-------- Document extract --------

Andrew, thank you! I realize I am very, very blessed as all three of my boys are growing into wonderful young men so far (fingers and toes crossed it continues).

As for the 1952 Mick, my late father had a chance to buy one that was centered and crease free back in 1988. We were at the beach in NC and travelled almost an hour to a card shop in Wilmington (that's how card crazy we were). It was the first time we had ever seen a Mantle rookie and it was like we had seen one of the seven wonders of the world or something.

The dealer had it priced at 1K but offered it to my Dad for $900. He would even take a check! My Mom urged Dad to buy it saying "You will never have a chance again." He just couldn't do it. We had never even spent $100 on a single card before......if only. Dad was a postal worker and Mom a nurse (blue collar all the way and now my wife is a teacher and I am a preacher haha) so to Dad that was way too much to spend for a card. Dad passed too early (54 years old) and Mom and I still talk about that card. The mantle rookie is just magic. Always will be. I remember buying the topps book in the picture I included. I can't believe Dad pulled the trigger for the book (thanks Mom) but we had never even seen most of those high number 52's. Happy collecting guys!






Quote:
Originally Posted by MattyC View Post
Well said. Interestingly, my ten year old son and I just minutes ago got off a long call with a seventy-nine year old gentleman who pulled our 1952 Topps Mantle from its pack, way back in the Summer of '52, using money earned from his paper route. He bought the pack at a tobacco shop in Illinois.

My son and I were hanging on every word the original owner said, learning exactly where our Mantle card came from and how things were then, what his life was like, how into baseball he was, etc.

--------

> [Problem set]:
- a) Answer these questions about the forum post on the 1952 Mantle rookie card:
(i) What price did the dealer offer the card to the father?
(ii) What was the father's job?
(iii) Where did the seventy-nine year old gentleman buy the pack holding the Mantle card?
- b) Can you extend the forum post about the 1952 Mantle rookie card from where it stops?

-------- Dataset records --------

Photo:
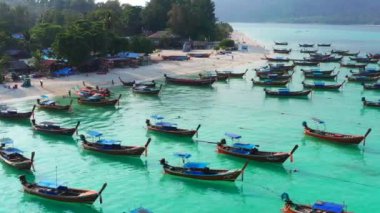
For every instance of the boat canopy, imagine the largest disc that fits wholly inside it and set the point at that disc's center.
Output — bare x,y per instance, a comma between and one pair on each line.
141,210
328,207
195,165
319,83
94,133
157,117
244,145
49,184
108,142
232,135
12,150
166,124
6,141
182,155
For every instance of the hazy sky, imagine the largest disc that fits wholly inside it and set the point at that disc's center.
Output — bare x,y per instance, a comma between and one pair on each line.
132,2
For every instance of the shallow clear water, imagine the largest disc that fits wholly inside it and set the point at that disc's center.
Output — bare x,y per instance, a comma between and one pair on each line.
326,171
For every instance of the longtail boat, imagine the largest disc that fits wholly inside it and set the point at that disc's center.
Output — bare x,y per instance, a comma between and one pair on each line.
353,65
306,45
97,100
374,56
308,50
282,67
285,92
270,82
324,45
370,103
366,73
87,91
200,171
276,59
275,76
218,77
190,82
305,63
318,70
13,156
53,191
280,43
318,207
53,128
374,86
251,152
339,52
49,104
362,78
169,128
112,147
320,85
364,59
335,137
283,51
146,90
199,55
13,114
232,74
135,83
318,75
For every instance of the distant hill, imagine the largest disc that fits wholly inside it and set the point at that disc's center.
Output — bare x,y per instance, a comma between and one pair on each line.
300,11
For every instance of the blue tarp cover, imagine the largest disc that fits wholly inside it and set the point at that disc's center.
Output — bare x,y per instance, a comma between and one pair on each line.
141,210
329,207
94,133
157,117
244,145
166,124
182,155
232,135
108,142
6,141
195,165
12,150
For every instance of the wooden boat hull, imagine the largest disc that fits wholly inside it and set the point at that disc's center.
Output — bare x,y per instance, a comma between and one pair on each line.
54,107
302,93
190,82
17,116
22,165
335,137
271,157
270,83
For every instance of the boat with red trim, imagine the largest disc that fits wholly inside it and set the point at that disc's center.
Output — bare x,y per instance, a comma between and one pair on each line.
251,152
320,85
13,114
200,171
285,92
169,128
370,103
112,147
53,128
14,157
57,192
335,137
318,207
189,81
98,101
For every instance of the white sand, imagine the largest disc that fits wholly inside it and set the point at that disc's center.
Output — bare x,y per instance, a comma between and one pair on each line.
61,86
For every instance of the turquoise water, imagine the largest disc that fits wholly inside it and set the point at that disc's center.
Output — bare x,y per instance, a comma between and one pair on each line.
326,171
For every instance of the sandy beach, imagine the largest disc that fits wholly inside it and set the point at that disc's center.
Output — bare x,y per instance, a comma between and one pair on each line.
156,70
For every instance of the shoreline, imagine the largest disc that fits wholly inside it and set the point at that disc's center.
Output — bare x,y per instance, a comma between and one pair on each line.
54,87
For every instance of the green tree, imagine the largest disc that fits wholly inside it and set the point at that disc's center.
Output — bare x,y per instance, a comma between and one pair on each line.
43,35
155,14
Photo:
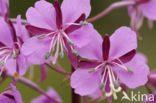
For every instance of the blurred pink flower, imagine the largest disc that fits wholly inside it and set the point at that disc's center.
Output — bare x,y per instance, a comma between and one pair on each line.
113,63
58,30
11,96
143,8
43,99
11,40
4,4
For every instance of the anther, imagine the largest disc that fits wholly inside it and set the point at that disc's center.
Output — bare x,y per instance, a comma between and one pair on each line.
61,54
47,55
83,22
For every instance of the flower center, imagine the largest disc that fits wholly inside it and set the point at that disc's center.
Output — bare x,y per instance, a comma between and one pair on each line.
138,2
57,44
109,79
6,53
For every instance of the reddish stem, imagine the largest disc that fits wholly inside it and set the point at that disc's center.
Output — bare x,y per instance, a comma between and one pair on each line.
58,70
34,87
75,97
110,8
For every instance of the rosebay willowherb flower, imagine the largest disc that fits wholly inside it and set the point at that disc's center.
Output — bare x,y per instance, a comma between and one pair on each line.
143,8
115,63
101,68
43,99
11,96
11,40
57,29
4,4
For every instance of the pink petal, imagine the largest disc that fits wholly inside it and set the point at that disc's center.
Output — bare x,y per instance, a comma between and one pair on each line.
36,30
35,49
82,36
92,49
21,30
22,64
42,15
43,72
128,57
5,34
3,7
123,40
75,27
43,99
139,75
72,9
106,47
149,9
11,66
82,82
58,14
84,64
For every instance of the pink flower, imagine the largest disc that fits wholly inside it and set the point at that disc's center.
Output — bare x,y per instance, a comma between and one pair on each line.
11,96
4,4
143,8
43,99
11,40
57,29
113,61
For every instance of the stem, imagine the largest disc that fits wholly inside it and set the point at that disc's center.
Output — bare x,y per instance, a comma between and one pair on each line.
33,86
110,8
94,100
84,99
75,97
24,22
58,70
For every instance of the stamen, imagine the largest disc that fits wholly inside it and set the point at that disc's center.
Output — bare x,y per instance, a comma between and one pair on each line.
94,69
16,76
62,52
83,22
57,50
68,39
74,52
69,24
124,67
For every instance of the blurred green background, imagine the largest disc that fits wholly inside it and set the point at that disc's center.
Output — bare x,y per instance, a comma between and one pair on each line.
107,25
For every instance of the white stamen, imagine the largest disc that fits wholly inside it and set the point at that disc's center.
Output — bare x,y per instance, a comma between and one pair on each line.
57,50
68,39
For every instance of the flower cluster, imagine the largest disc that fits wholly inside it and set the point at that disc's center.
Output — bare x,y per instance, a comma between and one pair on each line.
101,67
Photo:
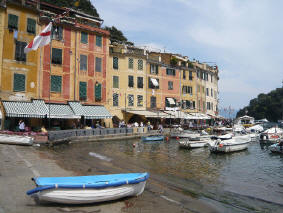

--------

> [Written responses]:
- a)
(i) $900
(ii) He was a postal worker.
(iii) At a tobacco shop in Illinois

- b)
How many times do we collectors look at a card in our hands and wonder to ourselves about its journey through time to us? My son and I discussed how rare and special it is to trace a card's lineage like that. The discussion even ranged to the advent of TPG grading, and how the owner and his own son drove the card up to PSA some years ago for grading (I can also add both its owners find the arbitrary grading rules irksome LOL!).

Tangentially, a work colleague sent me a holiday gift this year; it is a coffee table book about the baseball HOF. My son and I cracked it open, and who was staring at us on the first page picture? The Mick. Of course we then went through all the other greats.

When I was a kid, my parents didn't teach me about Ruth or DiMaggio or Mantle or any of the others, and yet I still came to revere their cards— my cousins got me into collecting, and from there I just found the old greats. So one doesn't even necessarily need a parent to find their way to the classics. And one doesn't need to have seen them play either; that is what makes them legendary figures— that they existed in an often romanticized past world. They take on a more majestic character and mystique that way, actually.

I think music is an interesting analogy— someone can get into any modern artist, and if they are intellectually curious they will eventually delve into that artist's influences, roots, and samples, and journey onward from there.